[What this task involves]: Go through the listing and write out all of it exactly.

Source data
* START *

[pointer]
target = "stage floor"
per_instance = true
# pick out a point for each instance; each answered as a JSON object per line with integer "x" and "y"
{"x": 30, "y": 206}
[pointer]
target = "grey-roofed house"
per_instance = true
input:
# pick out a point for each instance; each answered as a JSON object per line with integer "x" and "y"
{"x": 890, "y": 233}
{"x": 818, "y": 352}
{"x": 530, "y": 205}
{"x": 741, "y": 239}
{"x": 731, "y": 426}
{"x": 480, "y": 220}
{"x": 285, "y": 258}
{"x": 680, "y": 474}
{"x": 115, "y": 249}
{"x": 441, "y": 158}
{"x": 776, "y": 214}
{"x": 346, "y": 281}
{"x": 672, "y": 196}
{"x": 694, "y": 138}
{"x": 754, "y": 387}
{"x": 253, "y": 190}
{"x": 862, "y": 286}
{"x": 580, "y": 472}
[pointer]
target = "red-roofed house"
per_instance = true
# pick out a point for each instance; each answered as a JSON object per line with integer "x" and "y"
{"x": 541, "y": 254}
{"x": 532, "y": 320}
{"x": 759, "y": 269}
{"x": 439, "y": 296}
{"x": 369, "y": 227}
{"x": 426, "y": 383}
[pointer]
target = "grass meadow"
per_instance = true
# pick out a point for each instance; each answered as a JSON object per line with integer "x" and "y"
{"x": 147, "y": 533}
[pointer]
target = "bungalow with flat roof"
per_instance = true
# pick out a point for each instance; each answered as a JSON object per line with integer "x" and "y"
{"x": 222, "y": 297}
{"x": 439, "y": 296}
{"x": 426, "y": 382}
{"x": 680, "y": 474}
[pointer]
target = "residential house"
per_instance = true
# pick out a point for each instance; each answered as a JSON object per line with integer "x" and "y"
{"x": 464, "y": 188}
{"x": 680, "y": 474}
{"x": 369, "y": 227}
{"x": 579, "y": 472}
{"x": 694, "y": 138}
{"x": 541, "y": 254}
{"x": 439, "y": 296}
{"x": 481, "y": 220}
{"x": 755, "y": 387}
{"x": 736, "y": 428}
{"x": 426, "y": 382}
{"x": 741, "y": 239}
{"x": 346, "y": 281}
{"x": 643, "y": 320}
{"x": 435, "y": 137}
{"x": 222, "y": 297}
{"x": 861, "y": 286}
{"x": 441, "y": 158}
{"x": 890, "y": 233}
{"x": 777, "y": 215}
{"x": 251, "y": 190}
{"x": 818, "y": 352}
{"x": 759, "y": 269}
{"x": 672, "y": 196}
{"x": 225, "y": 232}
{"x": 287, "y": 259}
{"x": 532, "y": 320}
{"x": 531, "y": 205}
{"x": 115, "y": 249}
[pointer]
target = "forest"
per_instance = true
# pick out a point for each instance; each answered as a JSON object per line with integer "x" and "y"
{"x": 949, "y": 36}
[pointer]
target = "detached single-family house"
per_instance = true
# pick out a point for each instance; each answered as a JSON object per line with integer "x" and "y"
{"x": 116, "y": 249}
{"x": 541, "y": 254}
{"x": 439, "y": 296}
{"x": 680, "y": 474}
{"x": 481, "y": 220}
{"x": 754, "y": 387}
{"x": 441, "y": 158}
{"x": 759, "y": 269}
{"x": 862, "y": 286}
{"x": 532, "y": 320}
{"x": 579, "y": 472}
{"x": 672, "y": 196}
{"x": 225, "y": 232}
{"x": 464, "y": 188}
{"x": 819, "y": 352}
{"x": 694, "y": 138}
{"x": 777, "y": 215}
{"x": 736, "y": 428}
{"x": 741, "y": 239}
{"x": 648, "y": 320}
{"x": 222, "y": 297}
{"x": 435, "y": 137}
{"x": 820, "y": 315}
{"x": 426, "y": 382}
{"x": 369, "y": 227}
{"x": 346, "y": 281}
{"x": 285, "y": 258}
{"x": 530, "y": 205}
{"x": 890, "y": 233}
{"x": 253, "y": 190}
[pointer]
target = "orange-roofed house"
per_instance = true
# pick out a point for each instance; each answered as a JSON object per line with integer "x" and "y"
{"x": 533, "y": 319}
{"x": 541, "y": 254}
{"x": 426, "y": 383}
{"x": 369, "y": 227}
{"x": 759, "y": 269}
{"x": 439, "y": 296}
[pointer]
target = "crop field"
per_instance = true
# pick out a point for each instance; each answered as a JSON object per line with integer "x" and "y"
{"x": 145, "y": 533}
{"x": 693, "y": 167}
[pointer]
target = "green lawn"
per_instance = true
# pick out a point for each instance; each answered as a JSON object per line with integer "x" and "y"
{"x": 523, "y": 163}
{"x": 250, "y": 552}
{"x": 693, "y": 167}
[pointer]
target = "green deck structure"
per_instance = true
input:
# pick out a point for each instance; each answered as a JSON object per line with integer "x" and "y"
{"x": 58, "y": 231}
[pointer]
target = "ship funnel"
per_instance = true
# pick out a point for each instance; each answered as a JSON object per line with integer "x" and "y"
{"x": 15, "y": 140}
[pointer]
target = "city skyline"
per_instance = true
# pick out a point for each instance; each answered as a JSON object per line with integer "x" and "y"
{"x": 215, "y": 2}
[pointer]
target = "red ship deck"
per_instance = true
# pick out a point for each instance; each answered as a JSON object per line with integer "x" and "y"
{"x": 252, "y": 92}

* END *

[Solution for this exercise]:
[pointer]
target = "stage floor"
per_instance = true
# pick out a point for each instance; each answered as a JSON object per line with integer "x" and "y"
{"x": 30, "y": 206}
[pointer]
target = "grey-roofed house"
per_instance = true
input:
# pick out a point for each instance; each answered as a JSON object per line with integer "x" and "y"
{"x": 890, "y": 233}
{"x": 818, "y": 352}
{"x": 530, "y": 205}
{"x": 741, "y": 239}
{"x": 731, "y": 426}
{"x": 480, "y": 220}
{"x": 285, "y": 258}
{"x": 680, "y": 474}
{"x": 115, "y": 249}
{"x": 441, "y": 158}
{"x": 776, "y": 214}
{"x": 346, "y": 281}
{"x": 672, "y": 196}
{"x": 694, "y": 138}
{"x": 754, "y": 387}
{"x": 253, "y": 190}
{"x": 862, "y": 286}
{"x": 580, "y": 472}
[pointer]
target = "red-roofed house"
per_instance = true
# pick out a point for each instance; each answered as a JSON object per line with integer "x" and "y"
{"x": 541, "y": 254}
{"x": 532, "y": 320}
{"x": 759, "y": 269}
{"x": 439, "y": 296}
{"x": 369, "y": 227}
{"x": 426, "y": 383}
[pointer]
target = "grass meadow"
per_instance = true
# pick out a point for each instance; each answered as a JSON object per line with integer "x" and "y"
{"x": 147, "y": 533}
[pointer]
target = "bungalow with flat roof"
per_instance = true
# pick out a point for each instance; each answered as a JSON object per line with integer "x" and "y"
{"x": 222, "y": 297}
{"x": 439, "y": 296}
{"x": 426, "y": 382}
{"x": 680, "y": 474}
[pointer]
target = "residential house"
per_instance = true
# pick out a point for each instance; each answered as a JSON object per line with integer "x" and "y"
{"x": 464, "y": 188}
{"x": 680, "y": 474}
{"x": 369, "y": 227}
{"x": 579, "y": 472}
{"x": 694, "y": 138}
{"x": 541, "y": 254}
{"x": 439, "y": 296}
{"x": 481, "y": 220}
{"x": 755, "y": 387}
{"x": 736, "y": 428}
{"x": 426, "y": 382}
{"x": 741, "y": 239}
{"x": 346, "y": 281}
{"x": 643, "y": 320}
{"x": 435, "y": 137}
{"x": 222, "y": 297}
{"x": 861, "y": 286}
{"x": 441, "y": 158}
{"x": 890, "y": 233}
{"x": 777, "y": 215}
{"x": 251, "y": 190}
{"x": 818, "y": 352}
{"x": 759, "y": 269}
{"x": 672, "y": 196}
{"x": 225, "y": 232}
{"x": 287, "y": 259}
{"x": 532, "y": 320}
{"x": 531, "y": 205}
{"x": 115, "y": 249}
[pointer]
target = "forest"
per_instance = true
# pick out a point for each instance; each answered as a JSON object per line with integer "x" and "y"
{"x": 949, "y": 36}
[pointer]
target = "detached single-family house"
per_instance = true
# pick out a point for each instance; each answered as a JSON object per line with integer "x" and "y"
{"x": 116, "y": 249}
{"x": 541, "y": 254}
{"x": 439, "y": 296}
{"x": 680, "y": 474}
{"x": 481, "y": 220}
{"x": 754, "y": 387}
{"x": 441, "y": 158}
{"x": 759, "y": 269}
{"x": 862, "y": 286}
{"x": 532, "y": 320}
{"x": 579, "y": 472}
{"x": 672, "y": 196}
{"x": 225, "y": 232}
{"x": 464, "y": 188}
{"x": 819, "y": 352}
{"x": 694, "y": 138}
{"x": 777, "y": 215}
{"x": 736, "y": 428}
{"x": 741, "y": 239}
{"x": 648, "y": 320}
{"x": 222, "y": 297}
{"x": 435, "y": 137}
{"x": 820, "y": 315}
{"x": 426, "y": 382}
{"x": 369, "y": 227}
{"x": 346, "y": 281}
{"x": 285, "y": 258}
{"x": 530, "y": 205}
{"x": 890, "y": 233}
{"x": 253, "y": 190}
[pointer]
target = "orange-roofed house"
per_instance = true
# pick out a point for each instance; each answered as a JSON object per line with integer "x" and "y"
{"x": 533, "y": 319}
{"x": 541, "y": 254}
{"x": 426, "y": 383}
{"x": 369, "y": 227}
{"x": 759, "y": 269}
{"x": 439, "y": 296}
[pointer]
target = "crop field"
per_instance = true
# pick out a point for each instance; each answered as a JSON object per line with integer "x" and "y"
{"x": 145, "y": 533}
{"x": 693, "y": 167}
[pointer]
target = "green lawn"
per_instance = true
# pick out a point for each instance; each answered as a JSON object per line with integer "x" and "y"
{"x": 523, "y": 163}
{"x": 250, "y": 552}
{"x": 693, "y": 167}
[pointer]
target = "green deck structure"
per_instance = true
input:
# pick out a point for each instance; each answered as a JSON object per line with integer "x" and "y"
{"x": 58, "y": 231}
[pointer]
target = "ship funnel"
per_instance = true
# pick out a point for each instance; each answered as a JSON object per line with integer "x" and "y"
{"x": 15, "y": 140}
[pointer]
target = "city skyline"
per_instance = true
# pick out a point for each instance; each answered as a JSON object per line with integer "x" and "y"
{"x": 215, "y": 2}
[pointer]
target = "red ship deck"
per_instance = true
# pick out a point for each instance; each answered as a JSON object per line with integer "x" and "y"
{"x": 252, "y": 92}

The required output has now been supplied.